** Begin PASSAGE GIVEN **
The Times-Picayune remembers the 11 men whose lives were lost at sea.

The Center for Public Integrity has an excellent piece today about BP’s public relations work on the Gulf, focusing on one woman in particular who became the company’s friendly face for community outreach. Turns out she has history of playing the public on BP’s behalf.

Scientific American has a piece looking at the long-term impact for wildlife in the Gulf, concluding that there are still more questions than answers when it comes to the health of the ecosystem.

The NAACP published a report today, “My Name is 6508799,” which details the economic and health impacts for Gulf coast residents, many of them minorities, in the past year.

Over at Grist, Rep. Ed Markey (D-Mass.) weighs in on what has changed in terms of drilling safety in the past year. His conclusion: Not a damn thing.
** End PASSAGE GIVEN **
** Begin RECORDS SUPPLIED **
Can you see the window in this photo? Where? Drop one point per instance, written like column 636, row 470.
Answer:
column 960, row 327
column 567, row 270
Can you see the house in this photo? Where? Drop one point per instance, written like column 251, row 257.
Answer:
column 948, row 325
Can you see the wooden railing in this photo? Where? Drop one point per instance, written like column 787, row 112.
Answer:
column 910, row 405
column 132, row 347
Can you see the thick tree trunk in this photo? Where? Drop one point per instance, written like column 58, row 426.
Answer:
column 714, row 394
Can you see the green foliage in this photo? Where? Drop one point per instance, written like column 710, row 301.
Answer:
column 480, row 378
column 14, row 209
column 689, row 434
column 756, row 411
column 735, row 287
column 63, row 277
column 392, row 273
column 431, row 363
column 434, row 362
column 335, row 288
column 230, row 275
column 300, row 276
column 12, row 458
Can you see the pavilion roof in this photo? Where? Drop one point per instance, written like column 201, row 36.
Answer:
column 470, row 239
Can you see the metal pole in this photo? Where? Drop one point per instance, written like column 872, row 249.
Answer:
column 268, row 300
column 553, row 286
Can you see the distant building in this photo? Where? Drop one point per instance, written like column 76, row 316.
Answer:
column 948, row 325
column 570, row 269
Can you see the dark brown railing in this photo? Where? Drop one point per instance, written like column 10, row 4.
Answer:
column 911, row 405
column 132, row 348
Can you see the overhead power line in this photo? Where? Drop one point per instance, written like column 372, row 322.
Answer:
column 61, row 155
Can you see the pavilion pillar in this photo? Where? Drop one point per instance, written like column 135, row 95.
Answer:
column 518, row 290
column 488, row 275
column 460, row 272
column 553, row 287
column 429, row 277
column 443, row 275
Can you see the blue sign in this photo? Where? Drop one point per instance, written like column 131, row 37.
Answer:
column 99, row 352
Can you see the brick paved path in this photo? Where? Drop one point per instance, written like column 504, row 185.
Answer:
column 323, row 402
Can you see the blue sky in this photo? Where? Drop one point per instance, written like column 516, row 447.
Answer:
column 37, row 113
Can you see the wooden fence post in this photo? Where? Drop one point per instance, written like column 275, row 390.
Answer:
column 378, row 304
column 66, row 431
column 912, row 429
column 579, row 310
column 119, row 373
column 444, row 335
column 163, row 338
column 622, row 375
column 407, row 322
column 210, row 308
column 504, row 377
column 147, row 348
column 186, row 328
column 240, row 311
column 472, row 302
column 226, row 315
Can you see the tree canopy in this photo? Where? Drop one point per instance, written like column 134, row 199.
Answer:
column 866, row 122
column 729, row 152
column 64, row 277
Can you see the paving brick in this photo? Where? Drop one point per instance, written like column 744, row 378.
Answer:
** End RECORDS SUPPLIED **
-- WHAT THIS EXERCISE ASKS --
A. Count the lines of the listing that contain the word "blue", and reply with the number alone.
B. Carry on the roundup of coverage about the Gulf oil spill, picking up after its final item.
The listing is unrelated to the news roundup.

-- ANSWERS --
A. 2

B.
More than 3,200 oil and gas wells are still unplugged in the Gulf, threatening the same waters besieged by the 4.9-million barrel spill last year, the Associated Press reports today. The wells are still classified as “active,” even though they haven’t been tapped for five years and no one plans to come back to them anytime soon.

The New York Times has a nice short profile of Michael Bromwich, the guy tapped to head the Bureau of Ocean Energy Management, Regulation and Enforcement in the wake of the spill.

National Geographic looks at six things that experts got wrong about the spill.

On Tuesday, the federal government reopened the last of the Gulf waters closed to fishing during the spill.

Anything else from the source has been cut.